==== Extracted information ====

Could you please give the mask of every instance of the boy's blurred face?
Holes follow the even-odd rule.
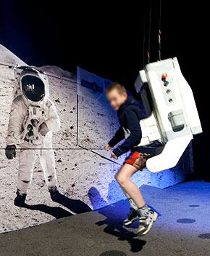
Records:
[[[125,103],[127,100],[127,97],[126,92],[123,92],[122,93],[119,93],[117,89],[113,89],[106,94],[107,100],[115,111],[117,111],[120,105]]]

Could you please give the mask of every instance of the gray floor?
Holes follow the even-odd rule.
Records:
[[[210,255],[210,183],[191,180],[164,190],[140,188],[159,217],[144,236],[138,223],[122,222],[129,211],[121,201],[33,228],[0,235],[0,255]]]

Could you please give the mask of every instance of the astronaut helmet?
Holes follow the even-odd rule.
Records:
[[[31,74],[24,76],[21,79],[22,91],[24,96],[30,101],[40,102],[45,95],[43,81]]]
[[[20,91],[25,100],[32,103],[39,103],[49,97],[49,81],[47,75],[34,68],[19,68],[18,81]]]

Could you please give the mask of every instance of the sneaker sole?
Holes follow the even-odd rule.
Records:
[[[148,226],[147,229],[144,232],[143,232],[143,233],[137,233],[137,234],[138,236],[140,236],[146,234],[151,230],[151,228],[152,227],[153,222],[156,221],[157,217],[158,217],[158,214],[156,212],[154,212],[154,213],[153,215],[153,217],[151,219],[151,222],[150,223],[150,224]]]
[[[130,225],[130,224],[133,224],[138,219],[138,216],[136,216],[135,218],[133,218],[132,220],[130,220],[125,223],[123,223],[123,225]]]

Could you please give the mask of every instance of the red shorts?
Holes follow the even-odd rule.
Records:
[[[154,155],[150,153],[135,151],[125,159],[123,164],[130,164],[137,168],[137,169],[142,171],[143,169],[146,167],[146,160],[152,156],[154,156]]]

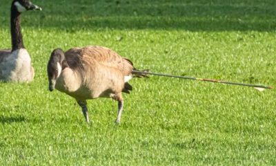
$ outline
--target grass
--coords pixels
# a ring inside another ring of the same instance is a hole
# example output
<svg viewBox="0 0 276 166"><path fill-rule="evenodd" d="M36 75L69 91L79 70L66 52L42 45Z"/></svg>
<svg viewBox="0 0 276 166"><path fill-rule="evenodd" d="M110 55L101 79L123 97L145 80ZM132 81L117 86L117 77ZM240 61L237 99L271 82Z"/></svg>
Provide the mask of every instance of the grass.
<svg viewBox="0 0 276 166"><path fill-rule="evenodd" d="M34 1L22 15L36 71L1 83L1 165L274 165L275 90L166 77L130 81L117 103L88 101L85 122L69 96L48 91L55 48L109 47L152 71L276 86L274 1ZM10 48L10 1L0 48Z"/></svg>

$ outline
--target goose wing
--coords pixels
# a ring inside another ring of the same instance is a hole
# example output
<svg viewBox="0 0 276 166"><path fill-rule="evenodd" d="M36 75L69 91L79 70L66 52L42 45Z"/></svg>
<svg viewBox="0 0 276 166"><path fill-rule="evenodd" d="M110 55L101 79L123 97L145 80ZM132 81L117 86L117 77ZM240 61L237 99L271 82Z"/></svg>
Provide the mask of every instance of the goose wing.
<svg viewBox="0 0 276 166"><path fill-rule="evenodd" d="M128 75L133 69L133 64L130 60L121 57L115 51L102 46L90 46L82 48L73 48L66 52L66 59L70 57L69 66L80 66L81 59L82 66L87 64L90 66L100 64L120 71L124 75Z"/></svg>

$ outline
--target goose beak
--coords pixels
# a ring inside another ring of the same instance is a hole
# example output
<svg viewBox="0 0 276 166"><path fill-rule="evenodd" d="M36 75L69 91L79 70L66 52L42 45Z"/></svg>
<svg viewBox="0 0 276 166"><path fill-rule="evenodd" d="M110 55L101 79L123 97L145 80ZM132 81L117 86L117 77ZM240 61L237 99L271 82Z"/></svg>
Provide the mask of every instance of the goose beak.
<svg viewBox="0 0 276 166"><path fill-rule="evenodd" d="M32 5L30 6L29 10L42 10L42 8L40 8L39 6L38 6L32 4Z"/></svg>
<svg viewBox="0 0 276 166"><path fill-rule="evenodd" d="M55 85L56 84L56 80L52 80L49 82L49 91L52 91L55 89Z"/></svg>

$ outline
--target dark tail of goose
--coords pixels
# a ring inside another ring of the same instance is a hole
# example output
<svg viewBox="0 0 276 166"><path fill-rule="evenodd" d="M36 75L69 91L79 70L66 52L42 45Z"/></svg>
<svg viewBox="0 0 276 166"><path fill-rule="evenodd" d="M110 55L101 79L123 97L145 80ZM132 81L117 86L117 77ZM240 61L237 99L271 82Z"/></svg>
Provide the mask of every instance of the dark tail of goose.
<svg viewBox="0 0 276 166"><path fill-rule="evenodd" d="M149 69L139 71L136 68L134 68L131 73L133 75L133 77L148 77L147 75L147 73L148 73L149 71Z"/></svg>

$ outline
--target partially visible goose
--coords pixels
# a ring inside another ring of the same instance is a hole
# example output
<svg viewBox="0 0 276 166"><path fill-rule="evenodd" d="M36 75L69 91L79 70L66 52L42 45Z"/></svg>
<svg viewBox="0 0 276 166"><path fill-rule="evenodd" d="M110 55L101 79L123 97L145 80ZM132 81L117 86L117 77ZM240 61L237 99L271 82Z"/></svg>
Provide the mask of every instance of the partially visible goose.
<svg viewBox="0 0 276 166"><path fill-rule="evenodd" d="M121 93L129 93L128 83L132 76L132 63L102 46L77 47L63 52L55 49L47 66L49 90L54 89L75 98L89 122L86 100L111 98L118 101L116 122L120 122L124 107Z"/></svg>
<svg viewBox="0 0 276 166"><path fill-rule="evenodd" d="M41 10L28 0L14 0L10 9L12 50L0 50L0 80L28 82L33 80L34 68L23 43L20 15L26 10Z"/></svg>

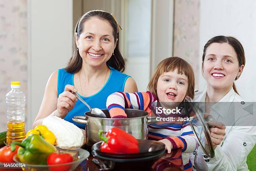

====

How many lines in the rows above contain the word "Provide"? Reply with the number alone.

Finished answer: 5